(Items from a dataset)
------------------------------------------------------------------------

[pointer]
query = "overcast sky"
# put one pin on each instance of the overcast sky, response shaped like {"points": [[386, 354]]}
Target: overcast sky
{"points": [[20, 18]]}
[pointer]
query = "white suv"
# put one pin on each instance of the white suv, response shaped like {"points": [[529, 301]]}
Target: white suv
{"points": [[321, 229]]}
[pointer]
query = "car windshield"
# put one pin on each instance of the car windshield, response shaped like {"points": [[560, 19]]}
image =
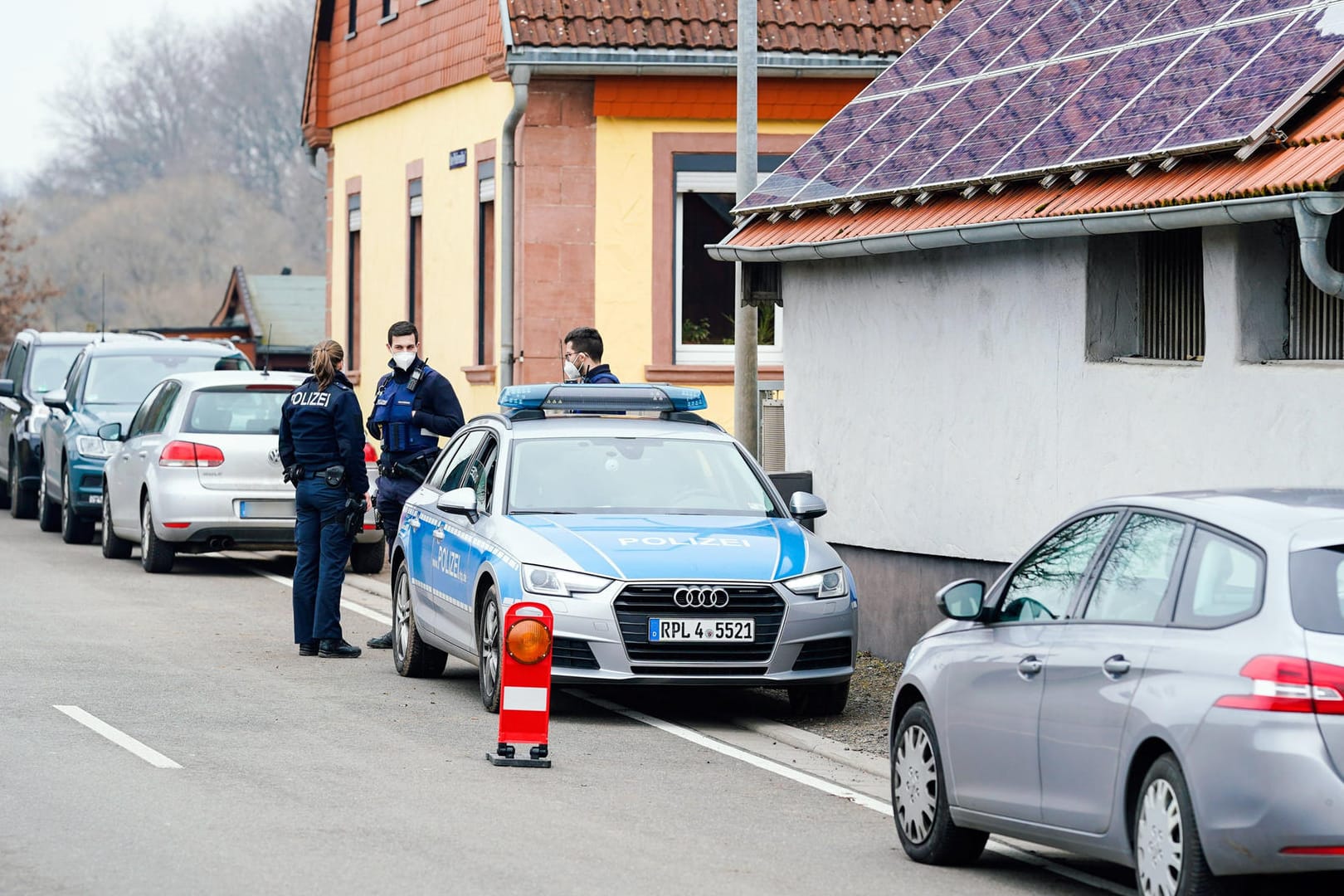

------------------------------------------------------------------------

• _Work instructions_: Please show, exactly as written, every line above that contains the word "response".

• _Result for this task_:
# put one pin on each instance of the overcast sky, response shaped like {"points": [[386, 354]]}
# put one pin on each instance of the white suv, response shaped like {"points": [[529, 301]]}
# put one pin on each instance of the car windshield, response shaped like {"points": [[560, 19]]}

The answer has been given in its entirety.